*Task instructions*
Please recast everything in the material below, from the line containing "Target: brown horse" down to the line containing "[[[298,180],[298,169],[294,163],[289,166],[289,180]]]", both included, as a JSON list of strings with one string per line. Leave out blank lines.

*Dataset records*
::::::::::

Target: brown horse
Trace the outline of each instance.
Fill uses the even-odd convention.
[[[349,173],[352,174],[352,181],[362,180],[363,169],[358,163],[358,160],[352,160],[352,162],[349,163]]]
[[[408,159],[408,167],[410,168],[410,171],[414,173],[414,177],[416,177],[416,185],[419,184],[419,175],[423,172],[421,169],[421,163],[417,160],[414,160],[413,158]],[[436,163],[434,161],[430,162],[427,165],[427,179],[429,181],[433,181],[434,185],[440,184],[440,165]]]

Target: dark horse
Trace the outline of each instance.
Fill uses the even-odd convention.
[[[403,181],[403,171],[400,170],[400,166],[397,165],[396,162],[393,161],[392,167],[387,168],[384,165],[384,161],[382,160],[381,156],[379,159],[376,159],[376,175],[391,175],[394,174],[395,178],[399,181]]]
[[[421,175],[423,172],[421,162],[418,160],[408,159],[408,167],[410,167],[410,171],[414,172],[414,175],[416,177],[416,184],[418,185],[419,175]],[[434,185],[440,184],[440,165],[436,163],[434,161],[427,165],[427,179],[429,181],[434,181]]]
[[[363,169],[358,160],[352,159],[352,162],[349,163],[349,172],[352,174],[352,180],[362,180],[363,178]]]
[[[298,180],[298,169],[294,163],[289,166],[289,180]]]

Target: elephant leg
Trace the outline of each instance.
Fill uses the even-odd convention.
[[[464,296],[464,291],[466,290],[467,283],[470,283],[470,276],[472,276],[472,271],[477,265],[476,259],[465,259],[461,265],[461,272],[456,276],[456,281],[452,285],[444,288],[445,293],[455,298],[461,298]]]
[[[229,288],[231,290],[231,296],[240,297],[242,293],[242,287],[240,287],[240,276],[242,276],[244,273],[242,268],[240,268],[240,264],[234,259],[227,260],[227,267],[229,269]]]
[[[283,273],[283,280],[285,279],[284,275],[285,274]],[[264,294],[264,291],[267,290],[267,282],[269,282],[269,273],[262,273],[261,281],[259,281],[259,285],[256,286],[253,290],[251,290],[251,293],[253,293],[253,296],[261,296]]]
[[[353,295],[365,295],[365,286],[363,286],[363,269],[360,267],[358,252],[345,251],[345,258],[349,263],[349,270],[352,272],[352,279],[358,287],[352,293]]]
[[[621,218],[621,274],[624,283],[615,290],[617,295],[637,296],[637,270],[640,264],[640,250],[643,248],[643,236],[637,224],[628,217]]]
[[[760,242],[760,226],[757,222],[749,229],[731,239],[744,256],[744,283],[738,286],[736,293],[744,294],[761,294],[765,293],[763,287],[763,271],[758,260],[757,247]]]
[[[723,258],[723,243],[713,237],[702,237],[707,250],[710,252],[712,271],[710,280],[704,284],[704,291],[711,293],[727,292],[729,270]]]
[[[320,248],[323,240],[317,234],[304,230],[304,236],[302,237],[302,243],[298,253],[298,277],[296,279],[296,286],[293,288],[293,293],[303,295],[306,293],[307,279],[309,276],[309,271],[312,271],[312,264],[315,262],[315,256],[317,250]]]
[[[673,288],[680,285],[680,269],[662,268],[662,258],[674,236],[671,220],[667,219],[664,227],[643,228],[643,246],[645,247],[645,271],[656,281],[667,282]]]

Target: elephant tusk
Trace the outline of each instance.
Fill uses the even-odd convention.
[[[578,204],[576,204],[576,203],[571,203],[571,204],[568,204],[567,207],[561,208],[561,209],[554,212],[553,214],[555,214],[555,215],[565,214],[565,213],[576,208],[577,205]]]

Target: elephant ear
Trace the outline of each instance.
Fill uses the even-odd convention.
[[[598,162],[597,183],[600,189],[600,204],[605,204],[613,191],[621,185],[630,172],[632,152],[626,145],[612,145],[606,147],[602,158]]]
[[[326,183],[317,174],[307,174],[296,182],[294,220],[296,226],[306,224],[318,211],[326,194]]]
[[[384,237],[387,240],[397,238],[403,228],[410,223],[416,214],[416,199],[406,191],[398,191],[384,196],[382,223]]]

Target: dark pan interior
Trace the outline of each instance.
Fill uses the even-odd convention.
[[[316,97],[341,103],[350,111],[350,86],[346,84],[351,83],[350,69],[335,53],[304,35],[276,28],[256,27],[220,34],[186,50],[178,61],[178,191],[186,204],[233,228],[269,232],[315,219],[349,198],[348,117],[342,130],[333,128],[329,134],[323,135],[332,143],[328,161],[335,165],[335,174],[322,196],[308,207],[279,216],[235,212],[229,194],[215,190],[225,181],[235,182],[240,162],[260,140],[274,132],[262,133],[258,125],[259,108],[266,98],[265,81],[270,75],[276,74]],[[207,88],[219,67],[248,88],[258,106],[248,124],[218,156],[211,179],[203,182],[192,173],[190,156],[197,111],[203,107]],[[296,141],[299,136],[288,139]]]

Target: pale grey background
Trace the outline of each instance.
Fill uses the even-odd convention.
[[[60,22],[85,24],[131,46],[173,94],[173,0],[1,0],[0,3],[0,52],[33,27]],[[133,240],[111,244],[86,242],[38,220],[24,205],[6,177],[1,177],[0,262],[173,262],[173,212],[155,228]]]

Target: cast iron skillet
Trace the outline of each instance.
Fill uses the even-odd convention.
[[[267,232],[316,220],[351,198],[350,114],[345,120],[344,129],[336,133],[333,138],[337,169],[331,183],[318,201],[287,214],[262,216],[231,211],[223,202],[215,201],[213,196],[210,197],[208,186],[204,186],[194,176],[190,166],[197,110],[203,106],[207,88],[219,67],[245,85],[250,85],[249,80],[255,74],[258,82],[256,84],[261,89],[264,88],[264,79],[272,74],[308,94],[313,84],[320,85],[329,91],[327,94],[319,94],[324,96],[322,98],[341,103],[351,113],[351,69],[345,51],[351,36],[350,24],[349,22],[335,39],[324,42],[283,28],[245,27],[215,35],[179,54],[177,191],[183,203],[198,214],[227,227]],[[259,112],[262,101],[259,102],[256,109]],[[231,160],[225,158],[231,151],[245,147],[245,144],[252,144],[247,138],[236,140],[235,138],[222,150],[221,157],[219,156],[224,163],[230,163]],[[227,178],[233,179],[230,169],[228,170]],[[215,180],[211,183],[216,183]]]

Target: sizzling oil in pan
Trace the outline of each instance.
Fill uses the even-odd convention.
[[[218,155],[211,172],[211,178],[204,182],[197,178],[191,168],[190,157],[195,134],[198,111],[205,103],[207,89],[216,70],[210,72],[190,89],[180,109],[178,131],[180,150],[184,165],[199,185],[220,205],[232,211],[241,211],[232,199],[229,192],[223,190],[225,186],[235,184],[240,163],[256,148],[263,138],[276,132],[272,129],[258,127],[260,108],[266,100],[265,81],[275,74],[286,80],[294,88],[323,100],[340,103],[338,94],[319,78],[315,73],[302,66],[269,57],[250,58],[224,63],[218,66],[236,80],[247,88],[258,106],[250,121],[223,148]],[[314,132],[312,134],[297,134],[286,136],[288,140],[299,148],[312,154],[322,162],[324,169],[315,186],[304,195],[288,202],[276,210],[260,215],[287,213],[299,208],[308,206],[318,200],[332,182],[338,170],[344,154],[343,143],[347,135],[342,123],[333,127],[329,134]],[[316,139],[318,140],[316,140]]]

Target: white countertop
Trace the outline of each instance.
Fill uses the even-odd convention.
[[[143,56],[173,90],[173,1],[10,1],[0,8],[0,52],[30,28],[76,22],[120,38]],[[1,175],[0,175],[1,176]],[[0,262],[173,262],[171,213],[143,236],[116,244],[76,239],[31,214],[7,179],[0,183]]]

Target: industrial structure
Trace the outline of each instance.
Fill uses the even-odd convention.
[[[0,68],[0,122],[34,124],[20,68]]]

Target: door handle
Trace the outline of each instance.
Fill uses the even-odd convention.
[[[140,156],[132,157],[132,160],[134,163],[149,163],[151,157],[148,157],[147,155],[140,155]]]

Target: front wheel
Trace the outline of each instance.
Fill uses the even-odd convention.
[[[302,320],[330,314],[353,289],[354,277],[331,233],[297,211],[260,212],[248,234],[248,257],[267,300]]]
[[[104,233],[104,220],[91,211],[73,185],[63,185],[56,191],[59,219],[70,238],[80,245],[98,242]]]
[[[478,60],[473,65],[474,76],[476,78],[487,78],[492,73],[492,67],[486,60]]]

::::::::::

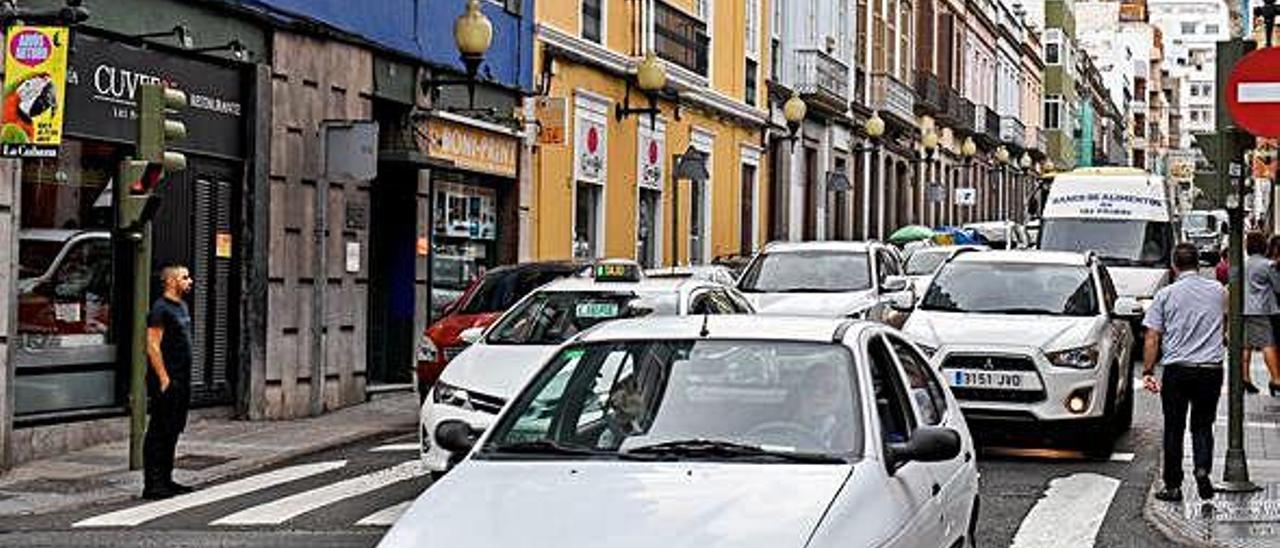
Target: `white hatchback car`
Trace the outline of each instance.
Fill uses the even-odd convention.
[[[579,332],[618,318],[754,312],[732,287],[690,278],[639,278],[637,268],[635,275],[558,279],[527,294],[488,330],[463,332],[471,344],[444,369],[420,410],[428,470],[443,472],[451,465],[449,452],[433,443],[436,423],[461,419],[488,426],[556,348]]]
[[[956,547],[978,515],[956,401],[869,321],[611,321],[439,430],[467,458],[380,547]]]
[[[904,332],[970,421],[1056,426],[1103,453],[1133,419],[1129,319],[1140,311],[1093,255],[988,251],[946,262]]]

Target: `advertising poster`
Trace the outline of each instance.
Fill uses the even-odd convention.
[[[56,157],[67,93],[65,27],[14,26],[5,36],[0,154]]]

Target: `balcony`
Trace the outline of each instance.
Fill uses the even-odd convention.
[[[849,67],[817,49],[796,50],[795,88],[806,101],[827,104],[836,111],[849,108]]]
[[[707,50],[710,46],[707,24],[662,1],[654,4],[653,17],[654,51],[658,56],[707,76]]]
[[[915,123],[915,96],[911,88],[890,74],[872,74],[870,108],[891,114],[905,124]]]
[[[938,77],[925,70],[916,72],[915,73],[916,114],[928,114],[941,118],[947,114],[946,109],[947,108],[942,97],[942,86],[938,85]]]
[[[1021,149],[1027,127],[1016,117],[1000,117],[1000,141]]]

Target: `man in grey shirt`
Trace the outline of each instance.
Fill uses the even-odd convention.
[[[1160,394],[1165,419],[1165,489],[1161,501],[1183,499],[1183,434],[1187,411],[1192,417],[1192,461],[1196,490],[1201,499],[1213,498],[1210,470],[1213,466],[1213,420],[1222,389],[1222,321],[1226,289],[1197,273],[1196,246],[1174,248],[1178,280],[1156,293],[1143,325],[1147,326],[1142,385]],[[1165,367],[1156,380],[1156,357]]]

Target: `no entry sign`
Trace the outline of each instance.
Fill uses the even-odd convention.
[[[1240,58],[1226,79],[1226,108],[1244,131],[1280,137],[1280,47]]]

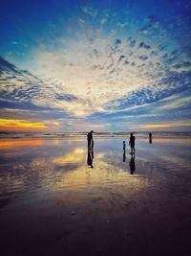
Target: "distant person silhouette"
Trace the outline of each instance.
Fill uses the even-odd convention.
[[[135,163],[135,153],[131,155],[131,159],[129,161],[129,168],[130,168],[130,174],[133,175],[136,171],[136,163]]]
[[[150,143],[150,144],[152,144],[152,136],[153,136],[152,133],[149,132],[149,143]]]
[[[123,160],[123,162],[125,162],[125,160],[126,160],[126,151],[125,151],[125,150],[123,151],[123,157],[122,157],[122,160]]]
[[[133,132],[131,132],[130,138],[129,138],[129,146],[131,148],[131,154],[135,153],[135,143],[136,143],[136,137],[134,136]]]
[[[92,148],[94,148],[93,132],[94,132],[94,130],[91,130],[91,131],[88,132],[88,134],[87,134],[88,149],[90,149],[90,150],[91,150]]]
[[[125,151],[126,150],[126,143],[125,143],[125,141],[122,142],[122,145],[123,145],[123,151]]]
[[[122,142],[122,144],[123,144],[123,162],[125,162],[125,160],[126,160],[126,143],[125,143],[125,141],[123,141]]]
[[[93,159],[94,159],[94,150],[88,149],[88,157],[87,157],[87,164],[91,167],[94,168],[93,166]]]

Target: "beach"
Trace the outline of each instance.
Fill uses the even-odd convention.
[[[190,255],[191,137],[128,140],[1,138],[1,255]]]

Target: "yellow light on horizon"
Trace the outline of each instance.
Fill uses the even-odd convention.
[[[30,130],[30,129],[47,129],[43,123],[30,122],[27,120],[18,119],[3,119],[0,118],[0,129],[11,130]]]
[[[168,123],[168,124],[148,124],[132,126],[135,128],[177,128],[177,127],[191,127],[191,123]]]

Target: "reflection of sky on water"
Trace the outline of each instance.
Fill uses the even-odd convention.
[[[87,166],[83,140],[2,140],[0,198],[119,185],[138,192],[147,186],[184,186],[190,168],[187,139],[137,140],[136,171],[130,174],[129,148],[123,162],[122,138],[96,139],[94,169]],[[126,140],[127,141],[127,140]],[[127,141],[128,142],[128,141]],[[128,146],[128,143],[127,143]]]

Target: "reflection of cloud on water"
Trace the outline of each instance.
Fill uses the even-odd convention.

::::::::::

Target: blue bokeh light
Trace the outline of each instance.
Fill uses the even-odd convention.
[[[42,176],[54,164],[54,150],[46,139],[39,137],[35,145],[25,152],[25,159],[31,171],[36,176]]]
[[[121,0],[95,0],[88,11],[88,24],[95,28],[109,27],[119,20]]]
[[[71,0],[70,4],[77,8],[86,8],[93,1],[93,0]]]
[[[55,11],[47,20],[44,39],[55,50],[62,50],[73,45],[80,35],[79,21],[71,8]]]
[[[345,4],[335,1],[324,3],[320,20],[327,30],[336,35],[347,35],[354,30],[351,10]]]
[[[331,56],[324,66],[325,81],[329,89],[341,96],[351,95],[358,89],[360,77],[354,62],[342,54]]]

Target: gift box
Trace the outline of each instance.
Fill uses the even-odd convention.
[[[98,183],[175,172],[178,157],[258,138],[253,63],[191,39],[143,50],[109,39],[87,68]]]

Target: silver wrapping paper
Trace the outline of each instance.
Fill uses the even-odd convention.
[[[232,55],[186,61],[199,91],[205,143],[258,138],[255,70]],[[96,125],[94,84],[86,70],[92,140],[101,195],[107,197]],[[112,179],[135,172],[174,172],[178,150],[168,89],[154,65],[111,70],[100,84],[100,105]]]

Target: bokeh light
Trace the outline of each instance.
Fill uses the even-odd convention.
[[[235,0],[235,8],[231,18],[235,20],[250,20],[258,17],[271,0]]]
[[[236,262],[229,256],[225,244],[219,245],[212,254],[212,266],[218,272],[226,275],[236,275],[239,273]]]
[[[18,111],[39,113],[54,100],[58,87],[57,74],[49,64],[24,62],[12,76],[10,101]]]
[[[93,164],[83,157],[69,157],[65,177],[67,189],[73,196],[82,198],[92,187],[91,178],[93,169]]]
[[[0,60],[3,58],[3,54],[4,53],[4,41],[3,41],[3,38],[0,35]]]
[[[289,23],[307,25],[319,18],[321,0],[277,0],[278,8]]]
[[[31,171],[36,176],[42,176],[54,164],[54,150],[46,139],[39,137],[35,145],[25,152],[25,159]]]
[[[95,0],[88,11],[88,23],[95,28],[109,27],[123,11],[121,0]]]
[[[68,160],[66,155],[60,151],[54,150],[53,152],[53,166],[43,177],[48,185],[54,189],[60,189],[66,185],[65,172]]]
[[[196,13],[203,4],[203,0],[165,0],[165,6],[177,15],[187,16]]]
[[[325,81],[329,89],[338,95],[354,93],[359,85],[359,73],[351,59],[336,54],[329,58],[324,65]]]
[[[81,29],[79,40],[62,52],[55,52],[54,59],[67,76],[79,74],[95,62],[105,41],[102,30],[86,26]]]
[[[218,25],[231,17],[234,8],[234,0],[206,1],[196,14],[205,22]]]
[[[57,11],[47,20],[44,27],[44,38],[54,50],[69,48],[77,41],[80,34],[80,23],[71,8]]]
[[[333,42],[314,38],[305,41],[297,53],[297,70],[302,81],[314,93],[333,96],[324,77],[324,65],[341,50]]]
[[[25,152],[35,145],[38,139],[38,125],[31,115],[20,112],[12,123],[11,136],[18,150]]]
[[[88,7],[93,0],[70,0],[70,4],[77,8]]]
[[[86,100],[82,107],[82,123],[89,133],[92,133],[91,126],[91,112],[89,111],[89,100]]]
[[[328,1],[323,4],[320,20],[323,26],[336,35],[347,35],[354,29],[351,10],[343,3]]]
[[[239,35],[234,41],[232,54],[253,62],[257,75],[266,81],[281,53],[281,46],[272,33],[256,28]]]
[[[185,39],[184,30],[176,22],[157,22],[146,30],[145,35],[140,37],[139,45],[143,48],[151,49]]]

::::::::::

*Complete output*
[
  "Target: brown horse",
  "Trace the outline of each instance.",
  "Fill uses the even-odd convention.",
  "[[[349,173],[352,174],[352,181],[362,180],[363,169],[358,163],[358,160],[352,160],[352,162],[349,163]]]",
  "[[[408,159],[408,167],[410,168],[410,171],[414,173],[414,177],[416,177],[416,185],[419,184],[419,175],[423,172],[421,169],[421,163],[417,160],[414,160],[413,158]],[[436,163],[434,161],[430,162],[427,165],[427,179],[429,181],[433,181],[434,185],[440,184],[440,165]]]",
  "Target: dark horse",
  "Trace the outline of each instance.",
  "Fill uses the even-odd convention.",
  "[[[403,181],[403,171],[400,170],[400,166],[397,165],[396,162],[393,161],[392,167],[387,168],[384,165],[384,161],[382,160],[381,156],[379,159],[376,159],[376,175],[391,175],[394,174],[395,178],[399,181]]]",
  "[[[421,175],[423,172],[421,162],[418,160],[408,159],[408,167],[410,167],[410,171],[414,172],[414,175],[416,177],[416,184],[418,185],[419,175]],[[434,185],[440,184],[440,165],[436,163],[434,161],[427,165],[427,179],[429,181],[434,181]]]",
  "[[[363,169],[358,160],[352,159],[352,162],[349,163],[349,172],[352,174],[352,180],[362,180],[363,178]]]",
  "[[[298,180],[298,169],[294,163],[289,166],[289,180]]]"
]